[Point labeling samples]
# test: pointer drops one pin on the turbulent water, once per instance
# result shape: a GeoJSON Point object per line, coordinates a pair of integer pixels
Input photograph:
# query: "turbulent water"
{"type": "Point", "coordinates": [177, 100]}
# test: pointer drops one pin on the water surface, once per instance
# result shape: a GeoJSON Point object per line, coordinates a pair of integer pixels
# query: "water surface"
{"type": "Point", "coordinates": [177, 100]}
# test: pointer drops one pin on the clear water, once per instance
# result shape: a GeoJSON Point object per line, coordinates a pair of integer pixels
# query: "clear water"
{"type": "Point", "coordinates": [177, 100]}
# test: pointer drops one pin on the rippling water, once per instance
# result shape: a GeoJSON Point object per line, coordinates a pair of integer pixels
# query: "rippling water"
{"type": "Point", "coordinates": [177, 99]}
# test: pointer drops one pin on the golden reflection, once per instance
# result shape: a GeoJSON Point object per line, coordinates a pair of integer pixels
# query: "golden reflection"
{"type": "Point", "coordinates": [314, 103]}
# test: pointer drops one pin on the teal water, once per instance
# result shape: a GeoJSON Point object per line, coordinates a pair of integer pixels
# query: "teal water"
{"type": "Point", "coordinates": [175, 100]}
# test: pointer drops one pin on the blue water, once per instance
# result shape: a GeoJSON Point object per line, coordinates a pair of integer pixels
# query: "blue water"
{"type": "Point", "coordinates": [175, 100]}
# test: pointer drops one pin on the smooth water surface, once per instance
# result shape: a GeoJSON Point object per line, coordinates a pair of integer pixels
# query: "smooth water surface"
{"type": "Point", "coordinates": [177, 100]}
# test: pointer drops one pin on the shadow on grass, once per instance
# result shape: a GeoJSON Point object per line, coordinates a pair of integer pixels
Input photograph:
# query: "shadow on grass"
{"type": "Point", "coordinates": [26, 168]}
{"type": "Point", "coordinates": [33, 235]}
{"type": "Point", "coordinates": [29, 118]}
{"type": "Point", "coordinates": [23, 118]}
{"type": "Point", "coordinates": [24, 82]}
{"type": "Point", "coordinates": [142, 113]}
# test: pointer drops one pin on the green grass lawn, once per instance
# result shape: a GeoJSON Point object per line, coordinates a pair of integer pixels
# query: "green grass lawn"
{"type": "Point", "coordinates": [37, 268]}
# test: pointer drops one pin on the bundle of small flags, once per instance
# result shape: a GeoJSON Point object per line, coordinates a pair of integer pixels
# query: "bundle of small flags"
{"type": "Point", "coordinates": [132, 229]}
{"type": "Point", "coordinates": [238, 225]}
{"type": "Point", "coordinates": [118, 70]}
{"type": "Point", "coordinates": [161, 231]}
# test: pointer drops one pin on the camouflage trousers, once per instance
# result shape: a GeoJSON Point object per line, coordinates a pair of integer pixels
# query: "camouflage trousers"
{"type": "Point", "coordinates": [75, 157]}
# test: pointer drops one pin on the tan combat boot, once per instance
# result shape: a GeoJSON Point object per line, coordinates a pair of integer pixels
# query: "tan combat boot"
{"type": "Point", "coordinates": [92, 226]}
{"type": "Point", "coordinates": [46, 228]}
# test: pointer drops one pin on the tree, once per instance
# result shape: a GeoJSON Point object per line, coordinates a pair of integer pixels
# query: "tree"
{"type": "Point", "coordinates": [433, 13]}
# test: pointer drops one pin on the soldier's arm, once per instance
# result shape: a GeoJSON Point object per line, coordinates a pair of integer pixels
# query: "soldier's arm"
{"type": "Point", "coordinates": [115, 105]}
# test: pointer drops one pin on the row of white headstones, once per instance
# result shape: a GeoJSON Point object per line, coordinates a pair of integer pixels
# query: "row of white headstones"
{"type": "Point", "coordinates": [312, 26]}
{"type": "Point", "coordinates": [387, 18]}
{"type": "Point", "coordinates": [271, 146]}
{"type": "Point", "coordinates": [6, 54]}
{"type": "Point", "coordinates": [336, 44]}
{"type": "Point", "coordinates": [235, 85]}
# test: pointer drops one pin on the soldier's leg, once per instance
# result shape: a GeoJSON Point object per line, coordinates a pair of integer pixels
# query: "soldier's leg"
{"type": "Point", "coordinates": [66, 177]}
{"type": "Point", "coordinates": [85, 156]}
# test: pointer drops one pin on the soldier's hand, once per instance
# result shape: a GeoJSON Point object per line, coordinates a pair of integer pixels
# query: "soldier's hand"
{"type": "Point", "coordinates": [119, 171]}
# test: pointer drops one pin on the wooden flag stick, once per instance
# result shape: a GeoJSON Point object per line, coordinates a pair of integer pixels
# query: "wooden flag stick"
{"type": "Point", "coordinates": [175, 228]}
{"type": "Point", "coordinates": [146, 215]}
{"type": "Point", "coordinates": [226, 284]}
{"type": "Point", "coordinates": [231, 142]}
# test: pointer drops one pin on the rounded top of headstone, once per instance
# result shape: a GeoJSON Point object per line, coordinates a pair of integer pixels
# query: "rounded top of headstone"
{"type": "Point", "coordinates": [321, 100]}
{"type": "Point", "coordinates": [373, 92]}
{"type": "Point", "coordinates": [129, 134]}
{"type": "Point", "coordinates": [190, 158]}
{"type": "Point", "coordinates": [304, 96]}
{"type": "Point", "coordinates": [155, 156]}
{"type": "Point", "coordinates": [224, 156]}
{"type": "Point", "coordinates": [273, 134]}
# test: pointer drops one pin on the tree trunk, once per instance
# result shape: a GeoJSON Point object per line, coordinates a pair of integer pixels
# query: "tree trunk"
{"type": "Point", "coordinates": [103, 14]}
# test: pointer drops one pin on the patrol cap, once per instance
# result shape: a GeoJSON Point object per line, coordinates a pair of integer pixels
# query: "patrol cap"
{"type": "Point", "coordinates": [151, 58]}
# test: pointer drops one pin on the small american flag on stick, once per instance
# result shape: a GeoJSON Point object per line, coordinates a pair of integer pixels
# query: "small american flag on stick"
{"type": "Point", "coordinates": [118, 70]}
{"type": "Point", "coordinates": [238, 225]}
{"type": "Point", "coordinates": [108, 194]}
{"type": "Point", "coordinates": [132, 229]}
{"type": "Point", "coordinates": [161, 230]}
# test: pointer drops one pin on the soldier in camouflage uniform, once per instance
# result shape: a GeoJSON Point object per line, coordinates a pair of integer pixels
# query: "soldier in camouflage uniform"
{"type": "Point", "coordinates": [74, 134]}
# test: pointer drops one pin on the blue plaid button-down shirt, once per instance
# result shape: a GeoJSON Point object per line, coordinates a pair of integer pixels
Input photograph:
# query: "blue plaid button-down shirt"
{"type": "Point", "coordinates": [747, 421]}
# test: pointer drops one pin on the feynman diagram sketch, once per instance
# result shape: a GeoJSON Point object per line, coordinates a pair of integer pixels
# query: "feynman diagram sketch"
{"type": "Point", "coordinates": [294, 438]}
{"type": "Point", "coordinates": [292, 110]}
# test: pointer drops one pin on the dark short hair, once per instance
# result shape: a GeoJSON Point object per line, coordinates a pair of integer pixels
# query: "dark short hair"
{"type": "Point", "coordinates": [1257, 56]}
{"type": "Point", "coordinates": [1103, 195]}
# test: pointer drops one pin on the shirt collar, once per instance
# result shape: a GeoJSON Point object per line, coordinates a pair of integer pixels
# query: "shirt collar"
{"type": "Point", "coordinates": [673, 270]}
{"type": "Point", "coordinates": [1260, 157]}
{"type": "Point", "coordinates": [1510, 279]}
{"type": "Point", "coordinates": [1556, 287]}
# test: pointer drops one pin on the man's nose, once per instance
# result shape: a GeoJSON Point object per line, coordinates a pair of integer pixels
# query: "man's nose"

Short problem: Rewrite the lines from the one containing "# test: pointer drops one pin on the man's" through the final line above as a JSON list of strings, with one string per line and blank lines left out.

Output of the exercise:
[
  "# test: pointer drops one pin on the man's nose, once per instance",
  "# result shape: a GeoJSON Point object per line, coordinates a pair of integer pixels",
  "# query: \"man's nose\""
]